Ce soldat, ayant ouï ces trois choses, et délibérant de les suivre, ouït soudain en son esprit une autre pernicieuse voix qui lui disait trois choses contraires à ce que dessus: Si vous me voulez servir: je vous donnerai en possession tout ce que vous voyez; je vous ferai ouïr tout ce qui plaît aux hommes, et vous ferai obtenir tout ce que vous désirez.

  Ce chevalier, oyant ces choses, considéra à part soi: Ce premier seigneur me commande de croire ce que je ne vois pas, me promet ce que je ne sais pas, me défend les plaisirs que je désire et que je vois, et veux que je mette mon espérance en des choses qui sont incertaines en moi. L’autre me promet le monde et l’honneur que je vois, la délectation que je souhaite, ne me défend ni l’ouie ni la vue des choses délectables. Certainement, il vaut mieux suivre le maître que je vois, et jouir de ce qui est sensible; jouir des choses dont je suis certain, que mettre mes espérances en des choses incertaines.

  Cet homme, considérant les choses de la sorte, commença de se retirer de la milice, renonça à sa vraie profession, enfreignit sa promesse, jeta le bouclier de patience devant mes pieds, rejeta de ses mains le glaive par lequel il défendait la foi, et ainsi de mon Église, à qui cette pernicieuse voix avait dit: Si, comme je vous ait dit, vous voulez être à moi, vous devez aller au camp avec toute sorte d’orgueil, et par les places, avec toute sorte de vanité, car comme ce premier maître vous a commandé l’humilité en toutes choses, de même, étant à moi, il n’y doit avoir genre de superbe que vous n’expérimentiez. Et comme lui est entré avec subjection et obéissance, de même ne souffrez point qu’aucun de vous soit supérieur; ne faites pas la révérence à pas un par esprit d’humilité.

  Prenez le glaive en main pour répandre le sang de votre prochain et de votre frère, pour posséder ses moyens ; mettez votre bouclier au bras, afin de donner librement votre vie pour l’honneur. Pour la foi qu’il vous recommandait, aimez le temple de votre corps, afin que vous ne vous priviez d’aucune volupté, mais que vous les goûtiez toutes.

**Extraits de lignes:**
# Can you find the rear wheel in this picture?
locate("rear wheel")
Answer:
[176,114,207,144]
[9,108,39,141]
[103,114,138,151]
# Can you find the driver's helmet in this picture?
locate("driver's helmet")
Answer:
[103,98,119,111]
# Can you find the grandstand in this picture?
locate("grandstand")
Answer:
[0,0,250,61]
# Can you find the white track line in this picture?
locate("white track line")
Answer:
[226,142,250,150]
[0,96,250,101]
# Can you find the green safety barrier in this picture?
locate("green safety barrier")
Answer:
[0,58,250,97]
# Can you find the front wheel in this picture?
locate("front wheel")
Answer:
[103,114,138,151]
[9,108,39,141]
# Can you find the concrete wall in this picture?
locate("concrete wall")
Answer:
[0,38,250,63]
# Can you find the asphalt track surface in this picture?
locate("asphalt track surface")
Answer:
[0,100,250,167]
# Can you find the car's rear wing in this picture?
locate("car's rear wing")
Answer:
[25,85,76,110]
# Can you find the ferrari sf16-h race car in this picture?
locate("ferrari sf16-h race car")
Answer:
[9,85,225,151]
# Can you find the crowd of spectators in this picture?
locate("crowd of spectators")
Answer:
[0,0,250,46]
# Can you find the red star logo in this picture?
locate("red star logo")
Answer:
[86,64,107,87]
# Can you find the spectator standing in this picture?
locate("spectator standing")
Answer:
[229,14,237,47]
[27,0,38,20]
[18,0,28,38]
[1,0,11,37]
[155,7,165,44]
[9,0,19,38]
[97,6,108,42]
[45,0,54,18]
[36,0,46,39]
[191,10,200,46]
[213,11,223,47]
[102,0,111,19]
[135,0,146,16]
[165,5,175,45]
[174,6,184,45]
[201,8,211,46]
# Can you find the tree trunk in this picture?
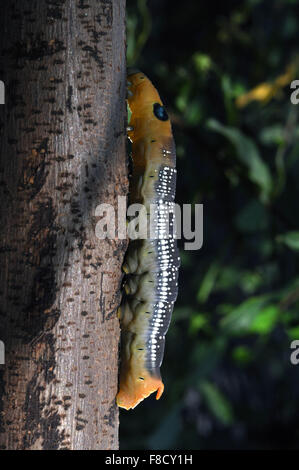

**Problèmes à résoudre:**
- A) Reproduisez fidèlement le passage, depuis « Ce chevalier, oyant » jusqu'à « des choses incertaines. ».
- B) Ajoutez 104 à chaque coordonnée des réponses dans les lignes qui vont de celle contenant « # Can you find the red » jusqu'à la fin des lignes, bornes comprises. Redonnez ensuite ces seules lignes en entier, le reste inchangé, sans les images.
Le passage et les lignes ne proviennent pas de la même source.

**Réponses aux exercices:**
- A)
Ce chevalier, oyant ces choses, considéra à part soi: Ce premier seigneur me commande de croire ce que je ne vois pas, me promet ce que je ne sais pas, me défend les plaisirs que je désire et que je vois, et veux que je mette mon espérance en des choses qui sont incertaines en moi. L’autre me promet le monde et l’honneur que je vois, la délectation que je souhaite, ne me défend ni l’ouie ni la vue des choses délectables. Certainement, il vaut mieux suivre le maître que je vois, et jouir de ce qui est sensible; jouir des choses dont je suis certain, que mettre mes espérances en des choses incertaines.

- B)
# Can you find the red star logo in this picture?
locate("red star logo")
Answer:
[190,168,211,191]
# Can you find the spectator standing in this picture?
locate("spectator standing")
Answer:
[333,118,341,151]
[131,104,142,124]
[122,104,132,142]
[105,104,115,141]
[259,111,269,148]
[113,104,123,142]
[201,110,212,146]
[149,104,158,122]
[140,104,150,143]
[295,114,304,150]
[317,115,327,151]
[206,104,215,123]
[239,104,250,120]
[269,109,279,149]
[278,110,288,149]
[305,112,315,150]
# Can you find the tree trunk in this picture?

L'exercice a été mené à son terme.